## start SOURCE EXTRACT
Monday, May 12, 2008

Death, Taxes, and A Ridiculous Employment Report

I’m finally getting around to reviewing the latest monthly employment report. I would have tackled it sooner, but I don’t type well when I’m rolling on the floor laughing and coffee is coming out of my nose. Now that my sides have stopped hurting and my nose isn’t burning, let’s take a look at the report.

To recap, the market was looking for a loss of 80,000 jobs in April, and the “official” number came in much better at a loss of only 20,000. The media pretty much universally applauded the report with headlines such as:

“US Stocks Rally on Jobs Report” – International Herald Tribune

“Jobs: Glimmer of Good News in April” – BusinessWeek

“Fur Seal Caught Trying to Have Sex With Penguin” – FoxNews

“Stocks Seeing Strong Gains On Employment Report” – RTT News

“Job Loss Far Below Expectations” –

This employment report reminded me of the recent Google and Intel quarterly earnings reports. If you keep bringing down the estimates prior to the report to a level that’s easy to beat, you look like a hero when your report is just bad instead of apocalyptic. The purported loss of 20,000 jobs should look very suspect to anyone willing to pop an extra Ritalin, take a few minutes, and look beyond the headlines (this rules out most portfolio managers, government employees, and the breathing).
## end SOURCE EXTRACT
## start SOURCE DATA
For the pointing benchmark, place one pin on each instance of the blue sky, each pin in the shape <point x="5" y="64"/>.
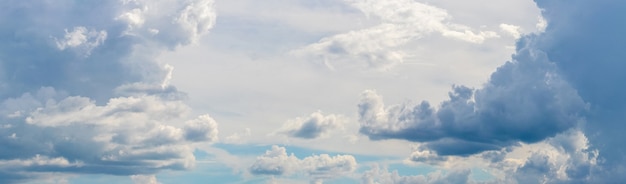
## end SOURCE DATA
▶ **PROBLEMS AND TASKS**
1. Please retype the jobs report post between "This employment report" and "and the breathing).", inclusive.
2. Answer these questions from the jobs report post:
(a) How many jobs did the market expect to lose in April?
(b) Which publication ran the headline "Jobs: Glimmer of Good News in April"?
(c) The writer compares this employment report to which two companies' quarterly earnings reports?
3. Translate this sentence from the jobs report post into Spanish: "This employment report reminded me of the recent Google and Intel quarterly earnings reports."

▶ **TASK SOLUTIONS**
1.
This employment report reminded me of the recent Google and Intel quarterly earnings reports. If you keep bringing down the estimates prior to the report to a level that’s easy to beat, you look like a hero when your report is just bad instead of apocalyptic. The purported loss of 20,000 jobs should look very suspect to anyone willing to pop an extra Ritalin, take a few minutes, and look beyond the headlines (this rules out most portfolio managers, government employees, and the breathing).

2.
(a) 80,000
(b) BusinessWeek
(c) Google and Intel

3. Este informe de empleo me recordó los recientes informes trimestrales de resultados de Google e Intel.